» **PAGE EXTRACT**:
- Opening Delimiter -

Five months after steering the Washington Capitals to their first-ever Stanley Cup championship, Barry Trotz — now the head coach of the Islanders — received his Stanley Cup ring while his team visited the nation’s capital in November of 2018.
In the locker room with his former team, as he received his silverware, Trotz was grateful for the memories, but with it, he carried a warning.
“You can do it again, too,” he admitted. “You’ll have to go through the f—ing Island, okay? But you guys can do it again.”
Well, here we go.
The Capitals’ 2-1 victory over the Boston Bruins on Sunday afternoon clinched their spot as the No. 3 seed in the Eastern where they’ll meet the No. 6 Islanders — fresh off a four-game qualifying victory over the Florida Panthers — in the conference quarterfinals.
“I think it’ll be a hell of series,” Trotz said. “Both teams are well equipped to go at each other.”
But he’s already downplaying that talk with his old team from nearly two years ago.
“I never really thought about it,” Trotz said as he’s helped develop the Islanders from dysfunction to contention. “You hope going into what we were trying to do [two years ago] was to make the playoffs and hopefully meet a team like the Caps. That’s where that was at.”
“It was a special day, I did something special with my coaching staff and that group of players and it was emotional and heartfelt if you will. It’ll be a great challenge because I know the people over there.”
The Islanders and Capitals are familiar playoff foes. Under Trotz, Washington defeated the Islanders in a heated first-round series of the 2015 Stanley Cup Playoffs in seven games.

- Closing Delimiter -

» **GIVEN RECORDS**:
- Opening Delimiter -

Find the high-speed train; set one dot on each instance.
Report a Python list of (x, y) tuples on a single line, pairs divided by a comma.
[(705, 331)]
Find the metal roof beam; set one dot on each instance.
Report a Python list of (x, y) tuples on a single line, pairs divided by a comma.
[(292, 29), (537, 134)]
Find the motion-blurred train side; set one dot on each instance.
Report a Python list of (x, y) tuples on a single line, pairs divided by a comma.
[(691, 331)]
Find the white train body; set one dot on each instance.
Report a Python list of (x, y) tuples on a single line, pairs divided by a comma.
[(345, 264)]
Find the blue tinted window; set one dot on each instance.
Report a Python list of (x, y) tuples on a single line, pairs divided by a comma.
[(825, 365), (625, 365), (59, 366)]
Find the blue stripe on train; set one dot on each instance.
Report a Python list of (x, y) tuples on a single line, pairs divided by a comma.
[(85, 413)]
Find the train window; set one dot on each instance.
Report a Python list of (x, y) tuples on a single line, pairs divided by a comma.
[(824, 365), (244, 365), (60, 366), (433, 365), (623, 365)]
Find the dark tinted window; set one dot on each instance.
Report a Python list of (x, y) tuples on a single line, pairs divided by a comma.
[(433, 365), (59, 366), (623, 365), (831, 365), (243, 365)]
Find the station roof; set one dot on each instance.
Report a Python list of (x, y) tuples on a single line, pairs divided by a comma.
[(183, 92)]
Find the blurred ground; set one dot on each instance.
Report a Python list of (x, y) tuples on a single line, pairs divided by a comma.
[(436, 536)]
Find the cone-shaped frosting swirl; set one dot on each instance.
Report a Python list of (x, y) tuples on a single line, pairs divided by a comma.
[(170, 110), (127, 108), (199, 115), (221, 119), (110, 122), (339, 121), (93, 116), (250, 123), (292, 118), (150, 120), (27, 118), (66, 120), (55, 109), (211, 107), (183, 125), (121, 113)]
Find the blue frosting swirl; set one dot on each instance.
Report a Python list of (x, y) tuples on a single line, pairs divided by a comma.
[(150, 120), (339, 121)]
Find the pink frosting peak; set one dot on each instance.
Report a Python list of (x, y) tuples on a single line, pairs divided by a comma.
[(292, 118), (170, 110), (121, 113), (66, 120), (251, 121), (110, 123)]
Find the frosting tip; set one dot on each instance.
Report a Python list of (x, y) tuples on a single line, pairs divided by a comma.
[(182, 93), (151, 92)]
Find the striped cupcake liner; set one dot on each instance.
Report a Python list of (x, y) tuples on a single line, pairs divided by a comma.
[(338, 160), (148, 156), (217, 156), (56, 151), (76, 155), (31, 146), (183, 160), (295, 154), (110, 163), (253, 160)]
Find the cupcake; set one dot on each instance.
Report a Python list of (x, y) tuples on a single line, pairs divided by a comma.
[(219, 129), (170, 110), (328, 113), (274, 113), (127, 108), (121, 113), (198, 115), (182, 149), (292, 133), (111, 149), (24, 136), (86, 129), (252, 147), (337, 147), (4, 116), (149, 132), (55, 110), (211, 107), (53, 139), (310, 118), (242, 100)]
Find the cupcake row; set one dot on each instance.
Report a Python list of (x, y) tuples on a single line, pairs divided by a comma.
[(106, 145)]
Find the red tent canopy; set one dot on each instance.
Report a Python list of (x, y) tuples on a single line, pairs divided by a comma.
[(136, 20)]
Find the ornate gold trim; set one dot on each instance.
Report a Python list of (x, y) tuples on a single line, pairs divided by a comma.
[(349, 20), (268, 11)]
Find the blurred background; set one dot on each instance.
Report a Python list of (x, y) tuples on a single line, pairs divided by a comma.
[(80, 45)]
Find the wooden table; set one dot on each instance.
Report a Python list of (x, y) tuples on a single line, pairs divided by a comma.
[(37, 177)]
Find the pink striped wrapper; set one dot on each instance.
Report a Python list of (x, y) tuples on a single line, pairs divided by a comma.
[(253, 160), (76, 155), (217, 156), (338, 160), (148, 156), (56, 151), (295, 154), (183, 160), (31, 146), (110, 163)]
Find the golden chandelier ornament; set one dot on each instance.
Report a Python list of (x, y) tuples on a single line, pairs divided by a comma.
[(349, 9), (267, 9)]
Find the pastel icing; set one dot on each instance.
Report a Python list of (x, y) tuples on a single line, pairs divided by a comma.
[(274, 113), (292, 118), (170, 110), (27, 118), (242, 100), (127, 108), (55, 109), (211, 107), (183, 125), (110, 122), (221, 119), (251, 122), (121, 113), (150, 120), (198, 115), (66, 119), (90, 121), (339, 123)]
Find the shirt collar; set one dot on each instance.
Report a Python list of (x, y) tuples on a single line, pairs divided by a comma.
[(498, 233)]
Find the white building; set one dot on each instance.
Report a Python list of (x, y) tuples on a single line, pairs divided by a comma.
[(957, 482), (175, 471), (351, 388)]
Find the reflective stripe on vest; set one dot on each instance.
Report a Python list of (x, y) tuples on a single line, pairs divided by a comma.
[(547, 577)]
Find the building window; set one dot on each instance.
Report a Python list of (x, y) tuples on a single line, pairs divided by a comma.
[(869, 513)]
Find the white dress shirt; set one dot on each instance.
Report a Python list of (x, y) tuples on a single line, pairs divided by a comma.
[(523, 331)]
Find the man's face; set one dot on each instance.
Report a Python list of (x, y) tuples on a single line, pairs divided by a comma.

- Closing Delimiter -

» **EXERCISE 1**:
Retype the Trotz article between "The Islanders and" and "in seven games.", inclusive.
» **EXERCISE 2**:
According to the Trotz article, what result clinched the Capitals' spot as the No. 3 seed in the East?
» **EXERCISE 3**:
In the Trotz article, why does Trotz say the series with the Capitals will be a great challenge?

» **WRITTEN RESPONSE 1**:
The Islanders and Capitals are familiar playoff foes. Under Trotz, Washington defeated the Islanders in a heated first-round series of the 2015 Stanley Cup Playoffs in seven games.

» **WRITTEN RESPONSE 2**:
Their 2-1 victory over the Boston Bruins on Sunday afternoon.

» **WRITTEN RESPONSE 3**:
He says it will be a great challenge because he knows the people on the Capitals' side. He had coached Washington to its first-ever Stanley Cup championship.